In [None]:
# pip install transformers sentencepiece torch pandas sacremoses


In [1]:
import os
import csv
import json
import pandas as pd
import torch
from transformers import MarianMTModel, MarianTokenizer

Load the CSV file
- The CSV should be named "dataset.csv"
- It must contain a column "sentence" with Italian sentences.

In [3]:
def parse(file_path = 'dataset.csv'):
    # Get absolute path
    # current_dir = os.path.dirname(os.path.abspath(__file__))
    # file_path = os.path.join(current_dir, file_path)

    # Get data as dictionary
    data = []
    with open(file_path, newline='', encoding='utf-8') as csvfile:
        reader = csv.DictReader(csvfile)
        for row in reader:
            data.append(row)
    
    return data

data = parse()
sentences = [row["Sentence"] for row in data]

Load models & tokenizers

In [4]:
model_name_it2en = "Helsinki-NLP/opus-mt-it-en"
model_name_en2it = "Helsinki-NLP/opus-mt-en-it"

tokenizer_it2en = MarianTokenizer.from_pretrained(model_name_it2en)
model_it2en = MarianMTModel.from_pretrained(model_name_it2en)

tokenizer_en2it = MarianTokenizer.from_pretrained(model_name_en2it)
model_en2it = MarianMTModel.from_pretrained(model_name_en2it)

device = torch.device("cuda" if torch.cuda.is_available() else "cpu")
model_it2en.to(device)
model_en2it.to(device)

MarianMTModel(
  (model): MarianModel(
    (shared): Embedding(80035, 512, padding_idx=80034)
    (encoder): MarianEncoder(
      (embed_tokens): Embedding(80035, 512, padding_idx=80034)
      (embed_positions): MarianSinusoidalPositionalEmbedding(512, 512)
      (layers): ModuleList(
        (0-5): 6 x MarianEncoderLayer(
          (self_attn): MarianAttention(
            (k_proj): Linear(in_features=512, out_features=512, bias=True)
            (v_proj): Linear(in_features=512, out_features=512, bias=True)
            (q_proj): Linear(in_features=512, out_features=512, bias=True)
            (out_proj): Linear(in_features=512, out_features=512, bias=True)
          )
          (self_attn_layer_norm): LayerNorm((512,), eps=1e-05, elementwise_affine=True)
          (activation_fn): SiLU()
          (fc1): Linear(in_features=512, out_features=2048, bias=True)
          (fc2): Linear(in_features=2048, out_features=512, bias=True)
          (final_layer_norm): LayerNorm((512,), eps=1e-05

Translate archaic italian to english

In [5]:
encoded_it = tokenizer_it2en(
    sentences,
    return_tensors="pt",
    padding=True,
    truncation=True
)
input_ids_it = encoded_it["input_ids"].to(device)
attention_mask_it = encoded_it["attention_mask"].to(device)

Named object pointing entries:
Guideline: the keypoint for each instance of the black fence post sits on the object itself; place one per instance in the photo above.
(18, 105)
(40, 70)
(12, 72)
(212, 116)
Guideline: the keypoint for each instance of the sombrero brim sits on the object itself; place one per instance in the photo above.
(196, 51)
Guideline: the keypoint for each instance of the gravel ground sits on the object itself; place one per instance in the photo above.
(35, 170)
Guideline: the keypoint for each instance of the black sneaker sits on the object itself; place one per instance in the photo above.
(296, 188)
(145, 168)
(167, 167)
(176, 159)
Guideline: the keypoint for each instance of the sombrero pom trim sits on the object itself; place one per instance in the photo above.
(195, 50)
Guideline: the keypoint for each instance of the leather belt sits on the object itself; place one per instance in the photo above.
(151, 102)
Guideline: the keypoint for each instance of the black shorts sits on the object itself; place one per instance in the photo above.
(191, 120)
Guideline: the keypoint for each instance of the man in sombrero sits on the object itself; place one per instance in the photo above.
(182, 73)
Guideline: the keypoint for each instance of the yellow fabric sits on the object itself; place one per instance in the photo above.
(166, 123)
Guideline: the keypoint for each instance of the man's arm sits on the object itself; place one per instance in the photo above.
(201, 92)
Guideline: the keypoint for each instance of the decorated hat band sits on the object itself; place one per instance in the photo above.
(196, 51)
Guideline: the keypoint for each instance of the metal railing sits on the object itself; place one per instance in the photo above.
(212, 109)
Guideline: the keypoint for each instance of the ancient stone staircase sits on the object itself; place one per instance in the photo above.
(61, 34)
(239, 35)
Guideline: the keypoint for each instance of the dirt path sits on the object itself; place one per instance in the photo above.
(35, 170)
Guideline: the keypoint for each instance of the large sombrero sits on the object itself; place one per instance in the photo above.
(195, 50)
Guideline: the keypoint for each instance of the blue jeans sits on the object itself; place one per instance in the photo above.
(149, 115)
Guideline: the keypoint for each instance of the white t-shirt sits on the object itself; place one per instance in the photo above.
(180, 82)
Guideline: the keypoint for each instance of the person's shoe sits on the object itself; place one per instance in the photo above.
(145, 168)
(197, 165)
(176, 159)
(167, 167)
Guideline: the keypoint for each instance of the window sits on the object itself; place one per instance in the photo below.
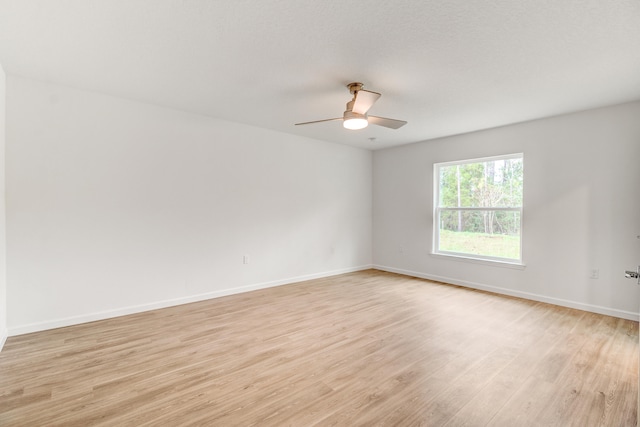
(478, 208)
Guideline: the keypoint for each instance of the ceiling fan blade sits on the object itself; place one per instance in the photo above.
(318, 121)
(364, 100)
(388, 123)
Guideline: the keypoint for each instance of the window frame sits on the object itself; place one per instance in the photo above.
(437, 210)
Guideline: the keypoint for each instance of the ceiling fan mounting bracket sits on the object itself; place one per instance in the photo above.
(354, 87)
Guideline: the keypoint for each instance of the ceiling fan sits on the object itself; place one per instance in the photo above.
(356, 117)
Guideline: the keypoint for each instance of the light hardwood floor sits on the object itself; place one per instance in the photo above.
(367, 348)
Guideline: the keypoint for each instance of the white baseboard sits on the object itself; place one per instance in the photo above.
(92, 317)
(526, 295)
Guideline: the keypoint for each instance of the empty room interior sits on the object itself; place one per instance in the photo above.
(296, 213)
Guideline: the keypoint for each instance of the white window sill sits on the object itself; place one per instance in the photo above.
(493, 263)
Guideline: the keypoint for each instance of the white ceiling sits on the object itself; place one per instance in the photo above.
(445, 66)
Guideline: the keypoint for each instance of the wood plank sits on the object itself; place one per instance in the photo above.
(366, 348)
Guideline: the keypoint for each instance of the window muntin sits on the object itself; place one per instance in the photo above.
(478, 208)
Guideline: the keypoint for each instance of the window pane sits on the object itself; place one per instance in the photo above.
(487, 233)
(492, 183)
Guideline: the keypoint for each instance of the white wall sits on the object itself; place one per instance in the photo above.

THINGS TO DO:
a. From the translation notebook, give again the part that opens with the words containing "Load the CSV" and closes with "file_path = os.path.join(current_dir, file_path)", swapping "dataset.csv" for "sentences.csv" wherever it occurs.
b. Answer these from the translation notebook:
(i) Which library is imported under the name pd?
(ii) Which model name is assigned for translating English to Italian?
(iii) How many MarianEncoderLayer blocks does the printed model structure list?

ANSWER SET:
a.
Load the CSV file
- The CSV should be named "sentences.csv"
- It must contain a column "sentence" with Italian sentences.

In [3]:
def parse(file_path = 'sentences.csv'):
    # Get absolute path
    # current_dir = os.path.dirname(os.path.abspath(__file__))
    # file_path = os.path.join(current_dir, file_path)

b.
(i) pandas
(ii) "Helsinki-NLP/opus-mt-en-it"
(iii) 6